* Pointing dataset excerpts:
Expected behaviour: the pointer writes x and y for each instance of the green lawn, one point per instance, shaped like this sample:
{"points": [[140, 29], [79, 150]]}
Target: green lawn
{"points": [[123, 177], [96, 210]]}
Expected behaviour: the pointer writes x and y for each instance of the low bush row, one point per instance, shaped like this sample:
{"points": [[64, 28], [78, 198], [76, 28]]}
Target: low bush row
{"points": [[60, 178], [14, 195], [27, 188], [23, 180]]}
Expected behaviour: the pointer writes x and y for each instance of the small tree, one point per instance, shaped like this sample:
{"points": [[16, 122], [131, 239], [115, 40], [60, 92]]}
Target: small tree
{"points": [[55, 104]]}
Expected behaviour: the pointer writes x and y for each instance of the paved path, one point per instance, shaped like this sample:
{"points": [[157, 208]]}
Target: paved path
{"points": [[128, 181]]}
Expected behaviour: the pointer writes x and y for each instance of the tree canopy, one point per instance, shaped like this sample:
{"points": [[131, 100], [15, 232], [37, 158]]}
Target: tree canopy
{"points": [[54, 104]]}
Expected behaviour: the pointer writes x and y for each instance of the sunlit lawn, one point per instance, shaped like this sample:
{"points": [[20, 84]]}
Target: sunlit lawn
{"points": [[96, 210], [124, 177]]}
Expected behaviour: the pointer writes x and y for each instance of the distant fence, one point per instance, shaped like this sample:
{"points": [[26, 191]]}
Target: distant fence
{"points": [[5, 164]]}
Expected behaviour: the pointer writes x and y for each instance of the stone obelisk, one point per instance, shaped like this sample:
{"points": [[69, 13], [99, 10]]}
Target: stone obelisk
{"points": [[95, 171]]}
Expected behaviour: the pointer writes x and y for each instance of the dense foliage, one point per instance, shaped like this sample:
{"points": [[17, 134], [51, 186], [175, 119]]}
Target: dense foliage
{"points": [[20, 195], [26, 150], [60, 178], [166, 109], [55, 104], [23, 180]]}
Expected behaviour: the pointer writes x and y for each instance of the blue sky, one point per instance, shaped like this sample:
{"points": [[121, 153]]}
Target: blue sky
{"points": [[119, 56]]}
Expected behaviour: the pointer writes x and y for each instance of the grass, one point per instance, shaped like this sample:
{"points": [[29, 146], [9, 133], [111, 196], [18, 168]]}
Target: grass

* Task: Can you rewrite the listing above, replacing every "the pointer" with "the annotator" and leaving everything else unchanged?

* Written response:
Expected behaviour: the annotator writes x and y for each instance of the green lawn, one point per instance, shaped like this sample:
{"points": [[140, 29], [79, 150]]}
Target: green lawn
{"points": [[123, 177], [96, 210]]}
Expected behaviour: the annotator writes x and y for each instance of the low bush row, one point per instance, shaped like this sample:
{"points": [[64, 28], [78, 198], [76, 28]]}
Target: low bush row
{"points": [[60, 178], [14, 195], [27, 188], [23, 180]]}
Expected behaviour: the annotator writes x and y for each instance of the small tree, one point per instance, shaped like this sample:
{"points": [[16, 122], [131, 239], [115, 40], [60, 92]]}
Target: small tree
{"points": [[55, 104]]}
Expected behaviour: the annotator writes x and y for each instance of the paved path, one point per instance, shaped like this sample:
{"points": [[157, 208]]}
Target: paved path
{"points": [[128, 181]]}
Expected behaviour: the annotator writes x and y for each instance of the tree canopy, one point per instance, shaped like this sample:
{"points": [[131, 100], [15, 232], [37, 158]]}
Target: tree canopy
{"points": [[54, 104]]}
Expected behaviour: the annotator writes x and y for each instance of the sunlit lawn, one point per instance, shaped like this sample:
{"points": [[20, 84]]}
Target: sunlit lawn
{"points": [[96, 210], [124, 177]]}
Expected behaviour: the annotator writes x and y for each instance of the distant fence, one point per instance, shaped like this sample:
{"points": [[26, 191]]}
Target: distant fence
{"points": [[5, 164]]}
Expected behaviour: the annotator writes x and y for each instance of the stone obelisk, one point per instance, shaped like this sample:
{"points": [[69, 13], [99, 10]]}
Target: stone obelisk
{"points": [[95, 171]]}
Expected behaviour: the annotator writes x and y for each instance of the dense foliage, one point per instance, shaped like this sample:
{"points": [[17, 134], [51, 186], [175, 119]]}
Target: dense foliage
{"points": [[20, 195], [26, 150], [60, 178], [166, 109], [55, 104], [23, 180]]}
Expected behaviour: the annotator writes x and y for each instance of the blue sky, one point per instance, shaped like this sample:
{"points": [[121, 153]]}
Target: blue sky
{"points": [[119, 56]]}
Expected behaviour: the annotator writes x and y for each instance of the grass, one point per instance, shaped like this sample:
{"points": [[29, 146], [9, 133], [111, 196], [18, 168]]}
Target: grass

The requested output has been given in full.